▶ [Stated task] Can you change each "Locate every" in the rows below to "Find all" and leave everything else untouched?

▶ [Data section]
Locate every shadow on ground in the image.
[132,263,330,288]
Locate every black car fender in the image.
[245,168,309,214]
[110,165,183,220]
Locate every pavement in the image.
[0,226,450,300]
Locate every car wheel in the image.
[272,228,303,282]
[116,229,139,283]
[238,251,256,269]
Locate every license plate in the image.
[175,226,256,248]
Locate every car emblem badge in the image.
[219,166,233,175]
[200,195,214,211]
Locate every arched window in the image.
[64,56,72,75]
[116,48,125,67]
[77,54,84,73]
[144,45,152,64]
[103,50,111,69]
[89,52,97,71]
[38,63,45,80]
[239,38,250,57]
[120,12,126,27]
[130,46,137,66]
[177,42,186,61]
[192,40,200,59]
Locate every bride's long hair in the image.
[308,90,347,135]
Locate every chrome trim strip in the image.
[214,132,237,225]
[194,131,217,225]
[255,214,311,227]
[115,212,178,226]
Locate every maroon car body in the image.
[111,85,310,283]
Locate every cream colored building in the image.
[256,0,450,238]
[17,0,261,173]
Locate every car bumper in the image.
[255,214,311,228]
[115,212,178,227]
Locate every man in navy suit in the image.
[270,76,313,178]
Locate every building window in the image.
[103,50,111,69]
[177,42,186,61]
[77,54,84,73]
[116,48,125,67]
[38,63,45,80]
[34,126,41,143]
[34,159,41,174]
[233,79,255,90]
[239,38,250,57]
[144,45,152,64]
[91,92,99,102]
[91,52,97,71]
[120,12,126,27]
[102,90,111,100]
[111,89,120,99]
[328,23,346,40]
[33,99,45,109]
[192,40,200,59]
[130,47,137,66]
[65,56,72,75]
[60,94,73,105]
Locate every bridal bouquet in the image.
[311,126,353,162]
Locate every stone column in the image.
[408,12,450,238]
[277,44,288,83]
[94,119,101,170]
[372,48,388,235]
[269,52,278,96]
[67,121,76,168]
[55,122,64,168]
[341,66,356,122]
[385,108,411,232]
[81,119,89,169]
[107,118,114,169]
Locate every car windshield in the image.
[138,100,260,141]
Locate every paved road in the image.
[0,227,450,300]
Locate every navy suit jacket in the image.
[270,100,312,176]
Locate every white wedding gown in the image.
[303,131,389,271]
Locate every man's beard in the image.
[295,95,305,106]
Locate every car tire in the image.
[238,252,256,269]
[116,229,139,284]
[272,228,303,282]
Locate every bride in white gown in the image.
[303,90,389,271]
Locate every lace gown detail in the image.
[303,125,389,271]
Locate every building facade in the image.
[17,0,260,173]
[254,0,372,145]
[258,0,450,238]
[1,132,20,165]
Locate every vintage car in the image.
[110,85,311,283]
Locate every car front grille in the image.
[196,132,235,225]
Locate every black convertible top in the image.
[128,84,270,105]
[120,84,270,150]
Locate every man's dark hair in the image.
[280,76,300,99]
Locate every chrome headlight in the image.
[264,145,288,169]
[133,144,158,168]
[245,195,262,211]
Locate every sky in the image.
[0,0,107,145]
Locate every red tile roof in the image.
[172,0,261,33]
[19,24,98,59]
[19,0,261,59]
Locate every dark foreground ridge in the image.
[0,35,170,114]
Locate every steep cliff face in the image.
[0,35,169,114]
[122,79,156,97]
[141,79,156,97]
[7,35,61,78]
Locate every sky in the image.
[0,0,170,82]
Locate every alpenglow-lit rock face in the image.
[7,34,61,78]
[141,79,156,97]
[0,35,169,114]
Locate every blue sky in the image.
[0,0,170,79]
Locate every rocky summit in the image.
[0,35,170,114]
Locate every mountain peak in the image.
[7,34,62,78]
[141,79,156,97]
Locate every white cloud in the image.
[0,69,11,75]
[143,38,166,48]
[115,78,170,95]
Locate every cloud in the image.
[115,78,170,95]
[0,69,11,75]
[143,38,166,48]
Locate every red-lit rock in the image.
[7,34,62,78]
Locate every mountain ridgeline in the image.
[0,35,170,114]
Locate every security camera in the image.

▶ [Task solution]
Find all shadow on ground in the image.
[132,263,330,288]
Find all black car fender in the image.
[245,168,309,214]
[110,165,183,220]
Find all pavement in the image.
[0,226,450,300]
Find all car wheel in the image.
[272,228,303,282]
[116,229,139,283]
[238,251,256,269]
Find all license plate in the image.
[175,226,256,248]
Find all car emblem badge in the image.
[219,166,233,175]
[200,195,214,211]
Find all arched window in the image.
[64,56,72,75]
[116,48,125,67]
[77,54,84,73]
[144,45,152,64]
[103,50,111,69]
[89,52,97,71]
[38,63,45,80]
[239,38,250,57]
[120,12,126,27]
[130,46,137,66]
[177,42,186,61]
[192,40,200,59]
Find all bride's long hair in the image.
[308,90,347,135]
Find all chrome trim strip in the image.
[214,132,237,225]
[194,131,217,225]
[255,214,311,227]
[115,212,178,226]
Find all maroon car body in the image.
[111,85,310,283]
Find all cream colored building in the image.
[256,0,450,238]
[17,0,261,173]
Find all car bumper in the image.
[255,214,311,228]
[115,212,178,227]
Find all man in navy suit in the image.
[270,76,313,178]
Find all building window in the image.
[103,50,111,69]
[177,42,186,61]
[77,54,84,73]
[116,48,125,67]
[38,63,45,80]
[34,126,41,143]
[34,159,41,174]
[233,79,255,90]
[239,38,250,57]
[144,45,152,64]
[91,92,99,102]
[91,52,97,71]
[120,12,126,27]
[102,90,111,100]
[111,89,120,99]
[328,23,346,40]
[33,99,45,109]
[192,40,200,59]
[130,47,137,66]
[65,56,72,75]
[60,94,73,105]
Find all bridal bouquet in the image.
[311,126,353,162]
Find all stone column in the image.
[408,12,450,238]
[277,44,288,83]
[94,119,101,170]
[372,48,388,235]
[269,52,278,96]
[67,121,76,168]
[55,122,64,168]
[341,66,356,122]
[385,108,411,232]
[81,119,89,169]
[107,118,114,169]
Find all car windshield in the image.
[138,100,260,141]
Find all paved road in the image.
[0,227,450,300]
Find all navy suit jacket in the image.
[270,100,312,176]
Find all white wedding gown in the image.
[303,131,389,271]
Find all man's beard in the image.
[295,95,305,106]
Find all car tire in the image.
[238,252,256,269]
[116,229,139,284]
[272,228,303,282]
Find all bride in white gown in the image.
[303,90,389,271]
Find all lace gown detail in the image.
[303,125,389,271]
Find all building facade in the image.
[17,0,260,173]
[254,0,372,145]
[258,0,450,238]
[1,132,20,165]
Find all vintage car in the image.
[110,85,311,283]
Find all car front grille in the image.
[196,132,235,225]
Find all black convertible top in the image.
[128,84,270,105]
[120,84,270,150]
Find all man's dark hair in the image.
[280,76,300,99]
Find all chrome headlight in the image.
[264,145,288,169]
[133,144,158,168]
[245,195,262,211]
Find all sky in the image.
[0,0,107,145]
Find all red tile roof in the image.
[172,0,261,33]
[19,24,98,59]
[19,0,261,59]
Find all dark foreground ridge in the image.
[0,35,170,114]
Find all steep cliff face in the image.
[0,35,169,114]
[122,79,156,97]
[141,79,156,97]
[7,35,61,78]
Find all sky in the image.
[0,0,170,82]
Find all alpenglow-lit rock face in the image.
[7,34,61,78]
[141,79,156,97]
[0,35,169,114]
Find all blue sky in the image.
[0,0,170,79]
Find all rocky summit in the image.
[0,35,170,114]
Find all mountain peak in the image.
[7,34,62,78]
[141,79,156,97]
Find all white cloud in the image.
[0,69,11,75]
[143,38,166,48]
[115,78,170,95]
Find all cloud in the image.
[115,78,170,95]
[0,69,11,75]
[143,38,166,48]
Find all red-lit rock in the image.
[7,34,62,78]
Find all mountain ridgeline in the image.
[0,35,170,114]
Find all security camera in the image.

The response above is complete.